Exercise details: Extend the report on the Hang Seng index's slide by writing what comes after its final sentence.

Text passage:
========================================================================
China Construction Bank (CCB) slipped more than 4.4 pct, extending its 8.7 pct fall yesterday, after Bank of America cut its stake earlier in the week.     China telecom firms saw continued profit-taking after Beijing issued long-awaited 3G licenses yesterday.
   
The Hang Seng index closed down 571.55 points or 3.81 pct at 14,415.91, off a low of 14,334.15 and high of 14,755.81. The index has shed 7 pct since yesterday. Turnover was 55.52 bln hkd. "Our market has been overbought of late, driven mainly by unsubstantiated hopes that the global economy will recover faster than what many analysts had expected," said Ben Kwong, chief operating officer at KGI Securities.

"It appears that scores of big players have misled many retail investors into believing this 'faster-recovery' story and they have now sold stocks in a big way for quick profit at the expense of small players," he said.
Kwong said there is no evidence yet that the global economy will recover anytime soon.
========================================================================
Records:
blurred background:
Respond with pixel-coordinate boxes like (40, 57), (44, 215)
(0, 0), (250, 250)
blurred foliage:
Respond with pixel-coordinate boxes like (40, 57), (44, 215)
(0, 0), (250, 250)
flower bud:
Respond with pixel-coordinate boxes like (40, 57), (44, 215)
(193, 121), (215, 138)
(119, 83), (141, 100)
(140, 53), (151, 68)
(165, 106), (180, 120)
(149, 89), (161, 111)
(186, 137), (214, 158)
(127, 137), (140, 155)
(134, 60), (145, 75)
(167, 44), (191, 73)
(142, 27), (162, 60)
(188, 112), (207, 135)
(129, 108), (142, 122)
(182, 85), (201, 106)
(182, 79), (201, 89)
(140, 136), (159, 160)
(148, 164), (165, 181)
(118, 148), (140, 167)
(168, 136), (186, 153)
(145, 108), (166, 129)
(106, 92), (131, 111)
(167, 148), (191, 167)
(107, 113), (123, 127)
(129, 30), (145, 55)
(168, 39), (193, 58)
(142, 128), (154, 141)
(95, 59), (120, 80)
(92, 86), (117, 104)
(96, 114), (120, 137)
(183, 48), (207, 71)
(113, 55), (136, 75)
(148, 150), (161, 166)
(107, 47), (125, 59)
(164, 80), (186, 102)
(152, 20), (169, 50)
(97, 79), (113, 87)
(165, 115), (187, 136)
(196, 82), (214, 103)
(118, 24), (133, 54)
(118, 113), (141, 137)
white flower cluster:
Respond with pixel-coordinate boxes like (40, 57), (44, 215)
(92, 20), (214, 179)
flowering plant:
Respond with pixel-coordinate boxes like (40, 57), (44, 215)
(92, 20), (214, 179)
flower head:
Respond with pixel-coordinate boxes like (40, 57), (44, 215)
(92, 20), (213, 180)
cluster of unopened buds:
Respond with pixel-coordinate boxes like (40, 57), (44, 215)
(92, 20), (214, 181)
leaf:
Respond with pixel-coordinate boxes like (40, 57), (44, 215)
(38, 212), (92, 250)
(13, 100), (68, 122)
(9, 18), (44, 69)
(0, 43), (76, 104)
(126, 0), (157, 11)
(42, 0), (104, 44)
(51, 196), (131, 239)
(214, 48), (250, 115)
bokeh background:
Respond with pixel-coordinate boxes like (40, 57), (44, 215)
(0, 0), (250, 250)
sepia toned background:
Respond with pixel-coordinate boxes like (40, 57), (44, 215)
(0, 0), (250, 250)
========================================================================
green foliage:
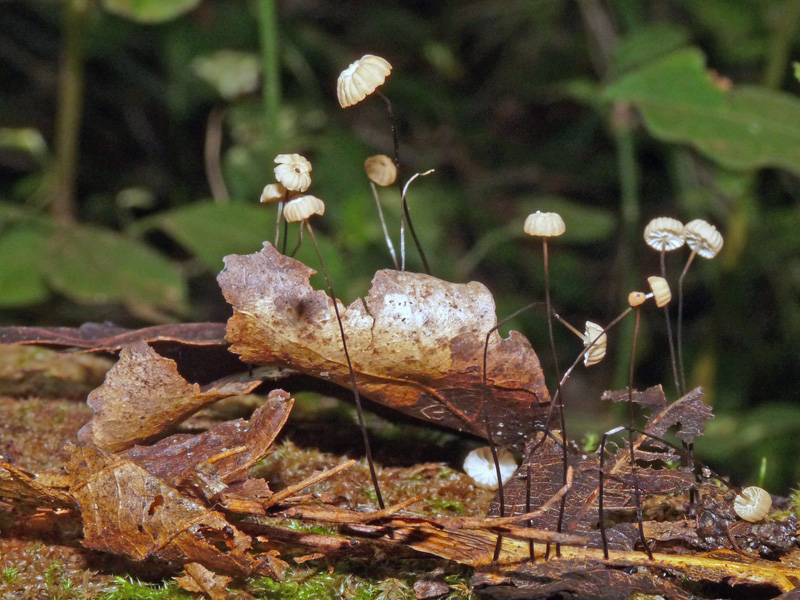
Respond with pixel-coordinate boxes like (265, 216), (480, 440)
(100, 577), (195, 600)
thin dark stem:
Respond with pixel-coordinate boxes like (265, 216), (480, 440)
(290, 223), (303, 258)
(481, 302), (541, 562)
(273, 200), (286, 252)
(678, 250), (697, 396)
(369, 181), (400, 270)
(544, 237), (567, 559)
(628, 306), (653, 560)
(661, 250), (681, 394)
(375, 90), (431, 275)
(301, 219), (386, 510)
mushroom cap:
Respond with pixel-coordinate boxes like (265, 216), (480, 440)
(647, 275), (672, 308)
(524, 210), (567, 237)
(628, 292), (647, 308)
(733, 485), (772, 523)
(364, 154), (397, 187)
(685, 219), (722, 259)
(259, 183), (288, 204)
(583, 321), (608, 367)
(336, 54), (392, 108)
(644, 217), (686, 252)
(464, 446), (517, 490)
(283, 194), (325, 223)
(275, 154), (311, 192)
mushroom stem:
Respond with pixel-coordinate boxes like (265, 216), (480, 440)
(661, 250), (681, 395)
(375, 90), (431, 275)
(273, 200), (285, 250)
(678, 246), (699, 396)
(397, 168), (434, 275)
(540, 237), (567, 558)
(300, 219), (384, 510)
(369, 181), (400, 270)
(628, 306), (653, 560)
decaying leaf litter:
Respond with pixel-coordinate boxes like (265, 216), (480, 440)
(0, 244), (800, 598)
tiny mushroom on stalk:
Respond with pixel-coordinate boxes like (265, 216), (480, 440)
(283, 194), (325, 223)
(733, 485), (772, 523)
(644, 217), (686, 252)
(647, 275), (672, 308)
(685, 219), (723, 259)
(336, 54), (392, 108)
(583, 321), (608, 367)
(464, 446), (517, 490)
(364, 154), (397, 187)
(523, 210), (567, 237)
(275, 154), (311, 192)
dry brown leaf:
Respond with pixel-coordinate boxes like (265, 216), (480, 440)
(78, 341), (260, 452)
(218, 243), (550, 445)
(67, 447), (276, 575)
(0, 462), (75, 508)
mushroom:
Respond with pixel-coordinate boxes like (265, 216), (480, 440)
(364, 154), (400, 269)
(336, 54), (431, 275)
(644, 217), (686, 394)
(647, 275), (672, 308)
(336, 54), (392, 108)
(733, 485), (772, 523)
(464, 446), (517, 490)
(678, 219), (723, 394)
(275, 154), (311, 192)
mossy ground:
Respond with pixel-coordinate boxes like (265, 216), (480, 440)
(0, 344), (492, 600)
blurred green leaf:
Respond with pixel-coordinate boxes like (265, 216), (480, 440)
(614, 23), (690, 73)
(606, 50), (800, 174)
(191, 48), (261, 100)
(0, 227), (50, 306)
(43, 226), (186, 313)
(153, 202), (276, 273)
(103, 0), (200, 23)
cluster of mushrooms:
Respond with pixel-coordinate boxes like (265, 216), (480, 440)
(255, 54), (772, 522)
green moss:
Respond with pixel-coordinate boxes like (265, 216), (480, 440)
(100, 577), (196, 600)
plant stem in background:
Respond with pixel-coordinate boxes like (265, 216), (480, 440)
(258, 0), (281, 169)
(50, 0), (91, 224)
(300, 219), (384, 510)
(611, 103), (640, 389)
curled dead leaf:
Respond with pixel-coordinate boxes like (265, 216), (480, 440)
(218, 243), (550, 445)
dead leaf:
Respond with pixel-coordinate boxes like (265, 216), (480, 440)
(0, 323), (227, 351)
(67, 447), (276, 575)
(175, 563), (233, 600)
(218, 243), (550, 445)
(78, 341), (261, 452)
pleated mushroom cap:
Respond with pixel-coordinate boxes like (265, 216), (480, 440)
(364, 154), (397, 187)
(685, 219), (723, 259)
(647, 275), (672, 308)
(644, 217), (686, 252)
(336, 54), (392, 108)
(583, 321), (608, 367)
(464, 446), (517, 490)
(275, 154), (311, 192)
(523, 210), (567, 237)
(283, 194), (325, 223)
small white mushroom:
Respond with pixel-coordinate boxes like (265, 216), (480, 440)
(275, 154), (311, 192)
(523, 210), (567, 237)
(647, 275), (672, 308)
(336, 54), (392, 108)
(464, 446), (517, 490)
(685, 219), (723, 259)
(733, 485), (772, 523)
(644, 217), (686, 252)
========================================================================
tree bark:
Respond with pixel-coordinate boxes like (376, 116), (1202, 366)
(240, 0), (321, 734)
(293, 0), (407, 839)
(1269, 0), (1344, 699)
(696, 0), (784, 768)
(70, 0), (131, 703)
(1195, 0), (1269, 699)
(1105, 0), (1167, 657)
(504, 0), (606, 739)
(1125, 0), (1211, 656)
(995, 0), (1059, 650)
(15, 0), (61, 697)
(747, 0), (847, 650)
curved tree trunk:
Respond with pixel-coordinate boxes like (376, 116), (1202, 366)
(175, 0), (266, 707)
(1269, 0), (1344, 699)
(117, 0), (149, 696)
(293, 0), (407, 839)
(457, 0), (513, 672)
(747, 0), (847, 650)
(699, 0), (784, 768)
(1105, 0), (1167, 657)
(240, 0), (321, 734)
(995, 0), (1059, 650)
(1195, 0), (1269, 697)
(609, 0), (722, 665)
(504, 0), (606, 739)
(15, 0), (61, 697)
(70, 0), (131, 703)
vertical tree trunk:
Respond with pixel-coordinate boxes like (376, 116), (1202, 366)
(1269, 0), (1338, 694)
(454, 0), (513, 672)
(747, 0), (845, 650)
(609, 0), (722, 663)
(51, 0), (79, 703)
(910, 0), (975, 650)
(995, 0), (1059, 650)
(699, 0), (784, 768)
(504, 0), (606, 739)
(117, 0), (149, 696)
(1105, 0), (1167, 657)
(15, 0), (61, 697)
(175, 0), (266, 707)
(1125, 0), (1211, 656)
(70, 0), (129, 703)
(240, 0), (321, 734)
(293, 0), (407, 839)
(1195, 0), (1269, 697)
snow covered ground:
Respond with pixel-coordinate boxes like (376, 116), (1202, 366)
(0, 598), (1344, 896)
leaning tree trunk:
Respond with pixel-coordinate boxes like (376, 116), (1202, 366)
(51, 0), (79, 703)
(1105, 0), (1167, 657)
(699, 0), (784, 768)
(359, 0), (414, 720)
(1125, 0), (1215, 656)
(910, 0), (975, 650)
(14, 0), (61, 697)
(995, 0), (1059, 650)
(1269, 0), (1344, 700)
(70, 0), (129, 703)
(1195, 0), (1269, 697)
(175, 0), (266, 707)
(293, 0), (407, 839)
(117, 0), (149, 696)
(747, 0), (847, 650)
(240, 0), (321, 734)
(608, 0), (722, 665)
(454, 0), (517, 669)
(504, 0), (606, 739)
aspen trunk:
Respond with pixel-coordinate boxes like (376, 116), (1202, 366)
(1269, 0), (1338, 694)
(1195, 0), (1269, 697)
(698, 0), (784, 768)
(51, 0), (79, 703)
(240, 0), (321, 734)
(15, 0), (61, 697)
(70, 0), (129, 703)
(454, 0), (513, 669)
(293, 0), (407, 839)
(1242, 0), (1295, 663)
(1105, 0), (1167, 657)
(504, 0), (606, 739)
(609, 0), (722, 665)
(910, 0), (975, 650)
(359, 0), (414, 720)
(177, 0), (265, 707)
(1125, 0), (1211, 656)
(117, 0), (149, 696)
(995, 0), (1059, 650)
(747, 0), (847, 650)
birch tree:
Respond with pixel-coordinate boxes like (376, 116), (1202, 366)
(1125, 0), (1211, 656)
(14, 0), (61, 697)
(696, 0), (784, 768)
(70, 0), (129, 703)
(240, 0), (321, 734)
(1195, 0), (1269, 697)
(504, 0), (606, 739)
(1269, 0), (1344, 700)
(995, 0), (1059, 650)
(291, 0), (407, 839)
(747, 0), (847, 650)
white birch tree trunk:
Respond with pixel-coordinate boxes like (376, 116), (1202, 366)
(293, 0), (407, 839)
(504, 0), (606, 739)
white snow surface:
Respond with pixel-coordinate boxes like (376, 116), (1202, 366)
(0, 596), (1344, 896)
========================================================================
The result:
On the contrary, there has been more negative economic data and poor corporate earnings news around the world, pointing to extended weakness in major economies, he said. US corporates laid off 693,000 jobs in December, up sharply from a revised 476,000 job losses in November and far more than what economists had estimated, a private-sector jobs report released overnight showed.
   
The report raised fears that non-farm payrolls data, due on Friday, will also be grim. "It may be fair to say that there's a bubble in the rally that we've seen since the start of the year," Kwong said, referring to the market's strong gains in the first two sessions of 2009.
  
Dealers said profit-warnings by Intel in the US and Cathay Pacific and Lenovo here have heightened worries about corporate earnings. Microchip maker Intel issued on Wednesday its second revenue warning on the fourth quarter, saying demand for personal computers was worse than anticipated previously.

The US firm said it will not be able to meet even its previously lowered fourth-quarter revenue forecast, made in November.
   
Cathay Pacific fell 0.74 hkd or 7.62 pct at 8.97 after it warned that its 2008 earnings will be disappointing due to weak revenues and hedging losses. Lenovo plunged 0.67 hkd or 25.97 pct to 1.91 after announcing that it is likely to post a loss for the December quarter and that it will lay off 2,500 employees to cut costs.
   
It said unprecedented global economic challenges have reduced demand for personal computers. The company said it will take a pre-tax restructuring charge of about 150 mln usd for the financial year ending March 2009, which would be largely reflected in fiscal fourth-quarter results.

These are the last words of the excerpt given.